SELECTION ▸
'''

The concept of consistency in probability of a sequence of estimators can be extended to general sequences of rv’s. This gives an important type of convergence of rv’s, the *convergence in probability*.^{33}

**Definition 3.6 (Convergence in probability) **A sequence \(\{X_n:n\in\mathbb{N}\}\) of rv’s defined over the same measurable space \((\Omega,\mathcal{A},\mathbb{P})\) is said to *converge in probability* to another rv \(X,\) and is denoted by

\[\begin{align*} X_n \stackrel{\mathbb{P}}{\longrightarrow} X, \end{align*}\]

if the following statement holds:

\[\begin{align*} \forall \varepsilon>0, \quad \lim_{n\to\infty} \mathbb{P}(|X_n-X|>\varepsilon)=0, \end{align*}\]

where here \(\mathbb{P}\) stands for the joint induced probability function of \(X_n\) and \(X.\)

The following definition establishes another type of consistency that is stronger than (in the sense that implies, but it is not implied) consistency in probability.

**Definition 3.7 (Consistency in squared mean) **A sequence of estimators \(\{\hat{\theta}_n:n\in\mathbb{N}\}\) is *consistent in squared mean* for \(\theta\) if

\[\begin{align*} \lim_{n\to\infty}\mathrm{MSE}\big[\hat{\theta}_n\big]=0, \end{align*}\]

or, equivalently, if

\[\begin{align*} \lim_{n\to\infty} \mathrm{Bias}\big[\hat{\theta}_n\big]=0 \quad \text{and}\quad \lim_{n\to\infty} \mathbb{V}\mathrm{ar}\big[\hat{\theta}_n\big]=0. \end{align*}\]

**Example 3.13 **In a \(\mathcal{U}(0,\theta)\) population, let us check if \(\hat{\theta}_n=X_{(n)}\) is consistent in squared mean for \(\theta.\)

'''

WHAT YOU NEED TO DO ▸
**A)** Mark each statement yes or no according to the excerpt on convergence, and quote the words from it that settle each one. (i) Consistency in probability implies consistency in squared mean. (ii) Convergence in probability is defined for rv’s defined over the same measurable space. (iii) Consistency in probability applies only to sequences of estimators.
**B)** In the excerpt on convergence, what does the symbol P stand for in the definition of convergence in probability?

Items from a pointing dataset
'''

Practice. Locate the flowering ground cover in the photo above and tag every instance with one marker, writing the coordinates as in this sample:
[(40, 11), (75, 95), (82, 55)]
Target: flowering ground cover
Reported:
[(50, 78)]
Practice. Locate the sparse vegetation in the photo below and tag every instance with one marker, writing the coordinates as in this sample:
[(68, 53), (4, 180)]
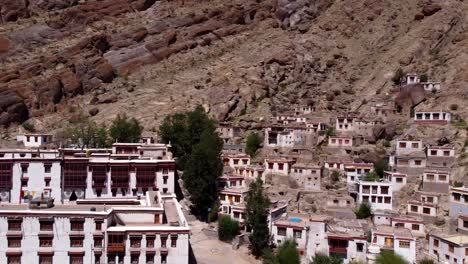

'''

TASK ANSWERS ▸
**A)**
(i) No: "stronger than (in the sense that implies, but it is not implied) consistency in probability"
(ii) Yes: "defined over the same measurable space"
(iii) No: "can be extended to general sequences of rv’s"

**B)** The joint induced probability function of X_n and X.